▶ [Objective]: Give back exactly the lines running from the line with "Where can you spot the rubber" to the end of the entries, and only those lines.

▶ [Data records]:
>> BEGIN

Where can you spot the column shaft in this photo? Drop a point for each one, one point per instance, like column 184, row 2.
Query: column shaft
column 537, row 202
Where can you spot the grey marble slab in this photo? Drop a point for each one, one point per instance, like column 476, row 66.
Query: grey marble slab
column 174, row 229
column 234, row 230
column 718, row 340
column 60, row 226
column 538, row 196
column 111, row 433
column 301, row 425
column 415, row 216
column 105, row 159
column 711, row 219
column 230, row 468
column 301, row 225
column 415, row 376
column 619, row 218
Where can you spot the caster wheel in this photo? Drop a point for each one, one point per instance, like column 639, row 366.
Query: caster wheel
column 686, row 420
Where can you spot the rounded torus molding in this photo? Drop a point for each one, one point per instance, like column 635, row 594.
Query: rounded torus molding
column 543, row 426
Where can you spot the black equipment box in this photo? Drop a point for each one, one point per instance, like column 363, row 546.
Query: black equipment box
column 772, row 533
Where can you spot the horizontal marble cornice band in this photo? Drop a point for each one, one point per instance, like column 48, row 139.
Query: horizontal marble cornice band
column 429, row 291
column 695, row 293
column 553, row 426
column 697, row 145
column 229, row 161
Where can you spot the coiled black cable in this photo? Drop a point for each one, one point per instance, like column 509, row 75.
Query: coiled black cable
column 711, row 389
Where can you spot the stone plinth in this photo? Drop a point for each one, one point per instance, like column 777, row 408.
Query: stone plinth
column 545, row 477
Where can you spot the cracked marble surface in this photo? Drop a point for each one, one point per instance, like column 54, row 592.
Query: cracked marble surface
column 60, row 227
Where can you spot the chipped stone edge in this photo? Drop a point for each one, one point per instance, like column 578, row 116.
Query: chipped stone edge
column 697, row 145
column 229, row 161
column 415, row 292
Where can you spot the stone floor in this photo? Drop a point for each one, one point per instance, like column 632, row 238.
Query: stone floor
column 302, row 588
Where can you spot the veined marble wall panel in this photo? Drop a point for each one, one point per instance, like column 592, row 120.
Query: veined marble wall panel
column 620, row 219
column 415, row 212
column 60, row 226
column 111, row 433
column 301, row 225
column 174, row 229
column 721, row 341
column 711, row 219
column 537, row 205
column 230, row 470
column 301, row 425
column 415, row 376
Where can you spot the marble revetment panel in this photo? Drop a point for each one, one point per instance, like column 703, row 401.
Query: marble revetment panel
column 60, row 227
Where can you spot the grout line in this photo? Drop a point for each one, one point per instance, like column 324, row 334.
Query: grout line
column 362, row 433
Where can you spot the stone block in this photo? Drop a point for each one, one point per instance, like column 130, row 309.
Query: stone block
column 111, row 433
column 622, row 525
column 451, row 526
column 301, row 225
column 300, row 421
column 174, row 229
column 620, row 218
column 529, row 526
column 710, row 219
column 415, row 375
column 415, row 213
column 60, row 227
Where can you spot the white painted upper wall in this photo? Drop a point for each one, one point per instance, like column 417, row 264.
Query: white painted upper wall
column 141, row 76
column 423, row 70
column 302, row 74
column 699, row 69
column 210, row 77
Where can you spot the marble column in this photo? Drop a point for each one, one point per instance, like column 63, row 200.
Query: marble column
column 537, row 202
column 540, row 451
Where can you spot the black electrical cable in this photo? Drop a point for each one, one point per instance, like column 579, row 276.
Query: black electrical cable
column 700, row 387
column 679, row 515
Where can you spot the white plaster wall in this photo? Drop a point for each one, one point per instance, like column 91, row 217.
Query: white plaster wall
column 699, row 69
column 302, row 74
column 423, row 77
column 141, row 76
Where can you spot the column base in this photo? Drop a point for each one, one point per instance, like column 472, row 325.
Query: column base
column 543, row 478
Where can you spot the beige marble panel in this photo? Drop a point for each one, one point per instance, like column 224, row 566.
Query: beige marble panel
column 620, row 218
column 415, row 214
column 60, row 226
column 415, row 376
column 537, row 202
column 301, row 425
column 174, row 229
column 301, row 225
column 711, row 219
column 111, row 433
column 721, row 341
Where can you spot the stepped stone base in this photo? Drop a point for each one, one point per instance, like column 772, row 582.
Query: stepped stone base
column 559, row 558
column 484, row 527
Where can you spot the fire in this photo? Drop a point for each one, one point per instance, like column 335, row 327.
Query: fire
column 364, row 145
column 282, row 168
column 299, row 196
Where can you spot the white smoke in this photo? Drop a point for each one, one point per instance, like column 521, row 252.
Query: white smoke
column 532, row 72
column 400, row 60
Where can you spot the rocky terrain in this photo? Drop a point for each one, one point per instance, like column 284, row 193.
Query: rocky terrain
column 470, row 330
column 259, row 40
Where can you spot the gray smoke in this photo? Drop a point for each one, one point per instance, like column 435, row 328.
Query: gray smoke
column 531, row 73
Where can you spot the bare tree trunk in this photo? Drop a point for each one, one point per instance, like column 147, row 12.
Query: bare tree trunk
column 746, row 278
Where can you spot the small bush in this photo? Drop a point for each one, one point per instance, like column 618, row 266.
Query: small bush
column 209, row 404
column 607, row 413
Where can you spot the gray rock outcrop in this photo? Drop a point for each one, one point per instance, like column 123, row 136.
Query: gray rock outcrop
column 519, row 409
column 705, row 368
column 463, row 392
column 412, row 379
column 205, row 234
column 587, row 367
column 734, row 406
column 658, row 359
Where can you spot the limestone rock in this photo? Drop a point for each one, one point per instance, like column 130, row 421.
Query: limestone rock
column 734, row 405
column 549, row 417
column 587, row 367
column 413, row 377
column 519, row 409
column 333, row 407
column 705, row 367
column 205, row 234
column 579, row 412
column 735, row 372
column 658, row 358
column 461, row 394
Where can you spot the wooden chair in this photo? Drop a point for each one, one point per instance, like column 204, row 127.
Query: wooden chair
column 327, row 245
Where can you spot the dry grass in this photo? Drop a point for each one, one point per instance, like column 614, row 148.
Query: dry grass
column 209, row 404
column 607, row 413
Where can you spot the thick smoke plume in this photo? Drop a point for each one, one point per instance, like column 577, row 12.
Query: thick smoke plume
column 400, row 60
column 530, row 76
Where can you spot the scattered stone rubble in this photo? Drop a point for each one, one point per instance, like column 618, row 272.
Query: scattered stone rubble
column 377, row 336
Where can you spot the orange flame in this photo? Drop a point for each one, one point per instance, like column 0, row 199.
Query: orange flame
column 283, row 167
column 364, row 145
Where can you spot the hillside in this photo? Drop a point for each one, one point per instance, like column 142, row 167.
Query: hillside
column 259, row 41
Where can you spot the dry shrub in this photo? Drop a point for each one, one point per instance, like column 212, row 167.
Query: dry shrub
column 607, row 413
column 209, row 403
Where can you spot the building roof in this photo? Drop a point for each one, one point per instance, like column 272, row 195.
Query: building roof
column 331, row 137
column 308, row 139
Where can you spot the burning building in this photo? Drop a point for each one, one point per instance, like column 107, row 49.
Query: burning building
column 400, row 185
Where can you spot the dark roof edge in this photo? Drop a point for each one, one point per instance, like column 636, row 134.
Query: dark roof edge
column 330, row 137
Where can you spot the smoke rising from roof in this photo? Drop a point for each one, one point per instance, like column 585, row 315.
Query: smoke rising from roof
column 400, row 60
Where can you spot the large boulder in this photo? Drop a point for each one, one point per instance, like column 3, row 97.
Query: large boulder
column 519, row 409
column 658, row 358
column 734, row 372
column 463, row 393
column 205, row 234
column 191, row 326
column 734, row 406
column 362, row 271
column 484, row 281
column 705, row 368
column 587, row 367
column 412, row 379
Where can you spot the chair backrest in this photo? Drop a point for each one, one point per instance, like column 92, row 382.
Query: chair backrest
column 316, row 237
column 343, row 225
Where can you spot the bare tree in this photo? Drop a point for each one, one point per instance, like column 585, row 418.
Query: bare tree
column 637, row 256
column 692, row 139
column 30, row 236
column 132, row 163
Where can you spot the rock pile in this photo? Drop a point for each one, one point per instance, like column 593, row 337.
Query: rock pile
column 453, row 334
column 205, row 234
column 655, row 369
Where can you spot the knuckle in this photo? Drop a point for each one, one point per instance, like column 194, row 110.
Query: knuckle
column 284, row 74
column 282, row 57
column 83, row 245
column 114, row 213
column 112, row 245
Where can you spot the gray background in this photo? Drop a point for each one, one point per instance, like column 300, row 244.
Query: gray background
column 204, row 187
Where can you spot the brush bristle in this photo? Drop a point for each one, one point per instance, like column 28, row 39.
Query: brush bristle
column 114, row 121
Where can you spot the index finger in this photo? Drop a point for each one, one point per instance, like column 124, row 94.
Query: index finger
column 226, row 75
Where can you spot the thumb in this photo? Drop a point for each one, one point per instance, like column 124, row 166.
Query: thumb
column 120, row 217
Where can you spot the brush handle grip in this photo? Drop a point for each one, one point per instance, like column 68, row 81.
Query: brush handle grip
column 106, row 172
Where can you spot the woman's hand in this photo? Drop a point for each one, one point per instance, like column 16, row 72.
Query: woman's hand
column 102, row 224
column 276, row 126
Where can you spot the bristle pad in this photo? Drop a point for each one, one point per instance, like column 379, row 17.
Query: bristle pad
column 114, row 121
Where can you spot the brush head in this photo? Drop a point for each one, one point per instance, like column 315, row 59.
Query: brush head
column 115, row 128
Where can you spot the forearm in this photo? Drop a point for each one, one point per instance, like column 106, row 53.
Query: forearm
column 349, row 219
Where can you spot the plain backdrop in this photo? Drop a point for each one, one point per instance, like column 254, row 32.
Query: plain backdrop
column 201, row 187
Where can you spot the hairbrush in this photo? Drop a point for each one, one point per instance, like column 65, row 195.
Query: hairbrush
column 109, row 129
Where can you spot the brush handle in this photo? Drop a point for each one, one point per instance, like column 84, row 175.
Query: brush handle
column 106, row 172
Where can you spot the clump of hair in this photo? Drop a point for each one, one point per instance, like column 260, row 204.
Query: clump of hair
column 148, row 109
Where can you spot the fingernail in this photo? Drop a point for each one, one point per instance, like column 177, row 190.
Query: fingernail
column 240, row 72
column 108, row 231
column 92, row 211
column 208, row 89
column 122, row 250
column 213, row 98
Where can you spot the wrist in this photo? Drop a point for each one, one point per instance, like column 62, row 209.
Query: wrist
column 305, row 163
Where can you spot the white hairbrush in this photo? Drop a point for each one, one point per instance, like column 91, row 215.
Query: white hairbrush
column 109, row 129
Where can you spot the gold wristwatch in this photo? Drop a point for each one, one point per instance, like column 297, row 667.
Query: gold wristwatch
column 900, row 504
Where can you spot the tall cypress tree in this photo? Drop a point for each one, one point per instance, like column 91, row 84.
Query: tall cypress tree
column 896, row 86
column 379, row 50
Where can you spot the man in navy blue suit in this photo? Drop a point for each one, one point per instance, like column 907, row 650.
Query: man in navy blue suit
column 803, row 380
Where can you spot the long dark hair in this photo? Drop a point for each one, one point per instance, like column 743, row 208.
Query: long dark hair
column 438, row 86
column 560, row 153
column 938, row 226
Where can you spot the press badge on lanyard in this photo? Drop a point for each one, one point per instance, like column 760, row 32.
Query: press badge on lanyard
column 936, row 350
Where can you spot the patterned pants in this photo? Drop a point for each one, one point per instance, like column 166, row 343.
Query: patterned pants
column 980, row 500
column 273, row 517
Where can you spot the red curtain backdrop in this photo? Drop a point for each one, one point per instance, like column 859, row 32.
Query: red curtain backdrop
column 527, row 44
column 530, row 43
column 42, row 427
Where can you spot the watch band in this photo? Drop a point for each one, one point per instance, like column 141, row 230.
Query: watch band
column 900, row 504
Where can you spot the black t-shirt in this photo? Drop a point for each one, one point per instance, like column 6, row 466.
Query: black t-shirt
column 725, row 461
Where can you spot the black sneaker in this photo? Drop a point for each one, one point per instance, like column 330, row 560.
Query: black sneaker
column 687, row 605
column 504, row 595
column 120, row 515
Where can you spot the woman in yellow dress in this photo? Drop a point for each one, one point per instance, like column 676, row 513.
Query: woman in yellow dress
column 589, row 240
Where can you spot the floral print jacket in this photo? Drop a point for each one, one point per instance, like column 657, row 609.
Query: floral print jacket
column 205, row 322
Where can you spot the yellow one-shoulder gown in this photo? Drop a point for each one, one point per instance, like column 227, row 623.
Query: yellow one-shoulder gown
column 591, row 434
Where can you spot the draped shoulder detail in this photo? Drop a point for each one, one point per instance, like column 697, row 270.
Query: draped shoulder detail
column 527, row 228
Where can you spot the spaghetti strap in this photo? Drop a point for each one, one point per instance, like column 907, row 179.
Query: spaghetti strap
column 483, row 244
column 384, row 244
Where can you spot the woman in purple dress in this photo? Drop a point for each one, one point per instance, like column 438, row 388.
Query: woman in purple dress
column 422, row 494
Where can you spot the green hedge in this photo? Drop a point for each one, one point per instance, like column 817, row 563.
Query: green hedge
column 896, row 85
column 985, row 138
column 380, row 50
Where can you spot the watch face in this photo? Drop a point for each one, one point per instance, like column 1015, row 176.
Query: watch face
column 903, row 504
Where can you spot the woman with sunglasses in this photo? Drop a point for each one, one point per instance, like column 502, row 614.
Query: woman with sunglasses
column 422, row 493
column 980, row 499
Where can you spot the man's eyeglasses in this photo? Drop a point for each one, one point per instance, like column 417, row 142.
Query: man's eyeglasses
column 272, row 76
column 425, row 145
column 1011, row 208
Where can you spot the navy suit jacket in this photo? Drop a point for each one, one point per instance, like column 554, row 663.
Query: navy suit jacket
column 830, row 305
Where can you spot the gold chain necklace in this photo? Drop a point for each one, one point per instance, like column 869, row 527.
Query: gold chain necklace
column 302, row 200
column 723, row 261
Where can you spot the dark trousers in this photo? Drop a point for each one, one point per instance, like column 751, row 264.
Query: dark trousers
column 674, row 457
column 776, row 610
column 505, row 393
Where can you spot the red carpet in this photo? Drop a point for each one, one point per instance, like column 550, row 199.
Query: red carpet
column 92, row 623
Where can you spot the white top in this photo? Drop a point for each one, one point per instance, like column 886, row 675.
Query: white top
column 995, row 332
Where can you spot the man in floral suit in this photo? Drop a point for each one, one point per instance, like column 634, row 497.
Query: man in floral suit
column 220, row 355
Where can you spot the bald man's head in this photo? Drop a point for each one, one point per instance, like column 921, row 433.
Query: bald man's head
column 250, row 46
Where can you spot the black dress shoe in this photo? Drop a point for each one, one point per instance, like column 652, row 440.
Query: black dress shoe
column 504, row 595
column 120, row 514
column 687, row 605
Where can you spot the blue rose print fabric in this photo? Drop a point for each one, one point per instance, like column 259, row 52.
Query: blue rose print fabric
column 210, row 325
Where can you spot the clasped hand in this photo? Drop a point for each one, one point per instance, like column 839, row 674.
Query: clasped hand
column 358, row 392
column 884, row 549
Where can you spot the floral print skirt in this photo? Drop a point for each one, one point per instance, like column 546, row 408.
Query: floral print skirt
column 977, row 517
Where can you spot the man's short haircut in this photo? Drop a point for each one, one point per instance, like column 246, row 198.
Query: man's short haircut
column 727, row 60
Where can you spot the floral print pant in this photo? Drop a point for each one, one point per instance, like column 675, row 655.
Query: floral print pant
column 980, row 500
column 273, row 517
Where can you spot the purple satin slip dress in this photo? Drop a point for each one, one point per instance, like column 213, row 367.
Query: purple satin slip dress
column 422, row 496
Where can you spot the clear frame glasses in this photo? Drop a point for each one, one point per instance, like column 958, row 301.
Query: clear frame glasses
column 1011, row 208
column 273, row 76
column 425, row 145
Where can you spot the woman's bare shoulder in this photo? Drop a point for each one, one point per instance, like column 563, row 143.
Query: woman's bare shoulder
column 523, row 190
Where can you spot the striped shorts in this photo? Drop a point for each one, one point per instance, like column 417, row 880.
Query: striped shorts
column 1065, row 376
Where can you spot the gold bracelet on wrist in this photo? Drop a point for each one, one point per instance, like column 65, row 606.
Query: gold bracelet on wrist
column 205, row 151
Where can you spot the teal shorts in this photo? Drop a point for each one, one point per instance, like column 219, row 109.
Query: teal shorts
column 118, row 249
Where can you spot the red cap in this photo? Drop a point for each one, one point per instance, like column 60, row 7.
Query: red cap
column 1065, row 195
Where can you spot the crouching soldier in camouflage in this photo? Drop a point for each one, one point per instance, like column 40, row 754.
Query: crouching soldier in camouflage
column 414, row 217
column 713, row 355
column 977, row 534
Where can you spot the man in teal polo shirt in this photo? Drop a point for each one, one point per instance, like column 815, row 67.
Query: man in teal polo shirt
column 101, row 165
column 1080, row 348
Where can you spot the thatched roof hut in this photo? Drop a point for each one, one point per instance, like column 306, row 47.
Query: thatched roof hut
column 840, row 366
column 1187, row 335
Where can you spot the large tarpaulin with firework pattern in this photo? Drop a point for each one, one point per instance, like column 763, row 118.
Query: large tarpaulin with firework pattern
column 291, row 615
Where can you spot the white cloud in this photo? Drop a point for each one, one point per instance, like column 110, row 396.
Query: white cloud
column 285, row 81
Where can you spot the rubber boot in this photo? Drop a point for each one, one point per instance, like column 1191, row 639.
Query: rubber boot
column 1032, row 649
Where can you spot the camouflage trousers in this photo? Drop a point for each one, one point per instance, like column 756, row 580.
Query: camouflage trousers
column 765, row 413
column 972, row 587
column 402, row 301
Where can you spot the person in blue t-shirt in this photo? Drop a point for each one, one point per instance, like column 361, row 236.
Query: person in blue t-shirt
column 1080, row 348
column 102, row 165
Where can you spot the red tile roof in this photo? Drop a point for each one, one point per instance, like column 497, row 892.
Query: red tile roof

>> END

▶ [Output of the exercise]:
Where can you spot the rubber boot in this photo? Drop a point for each one, one point per instance, like column 1191, row 639.
Query: rubber boot
column 1032, row 649
Where can you spot the camouflage trousers in this photo? Drop a point for each one, one point per instance, like column 756, row 580.
Query: camouflage trousers
column 765, row 413
column 972, row 587
column 402, row 301
Where can you spot the person in blue t-shirt in this photo? Drop a point for each one, one point per instance, like column 361, row 236.
Query: person in blue t-shirt
column 1080, row 348
column 102, row 165
Where can you spot the red tile roof in this photo? Drop a point for each one, one point per instance, like column 497, row 892.
Query: red tile roof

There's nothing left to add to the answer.